**Aim**
Please arrange the lines of the records below as a Markdown table with columns Number and Line, starting at the line that contains "Find the tall" and ending at the last line of the records. Number the rows from 1 and leave out any blank lines.

★ ★ ★ ★ ★

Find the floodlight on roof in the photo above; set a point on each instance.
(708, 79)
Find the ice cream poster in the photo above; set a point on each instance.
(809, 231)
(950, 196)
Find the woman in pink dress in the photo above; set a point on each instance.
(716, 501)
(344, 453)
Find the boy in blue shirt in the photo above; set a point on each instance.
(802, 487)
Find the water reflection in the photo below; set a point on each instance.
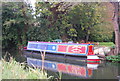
(85, 70)
(74, 67)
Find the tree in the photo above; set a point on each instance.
(16, 20)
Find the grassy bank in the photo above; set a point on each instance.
(112, 58)
(110, 44)
(15, 70)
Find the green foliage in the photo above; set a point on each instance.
(54, 20)
(15, 20)
(15, 70)
(113, 58)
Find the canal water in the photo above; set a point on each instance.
(69, 67)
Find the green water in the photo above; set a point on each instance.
(104, 70)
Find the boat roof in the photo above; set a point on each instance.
(61, 43)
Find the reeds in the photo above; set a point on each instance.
(16, 70)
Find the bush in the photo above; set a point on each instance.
(15, 70)
(113, 58)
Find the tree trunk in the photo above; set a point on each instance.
(116, 28)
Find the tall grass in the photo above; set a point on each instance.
(16, 70)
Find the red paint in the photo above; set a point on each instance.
(25, 47)
(61, 67)
(90, 72)
(93, 59)
(90, 50)
(77, 70)
(77, 49)
(62, 48)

★ ★ ★ ★ ★

**The reply**
| Number | Line |
|---|---|
| 1 | Find the tall grass in the photo above; set a point on each instance. |
| 2 | (16, 70) |
| 3 | Find the red paint in the photo above; set a point on each instance. |
| 4 | (25, 47) |
| 5 | (61, 67) |
| 6 | (90, 72) |
| 7 | (93, 59) |
| 8 | (90, 50) |
| 9 | (77, 70) |
| 10 | (77, 49) |
| 11 | (62, 48) |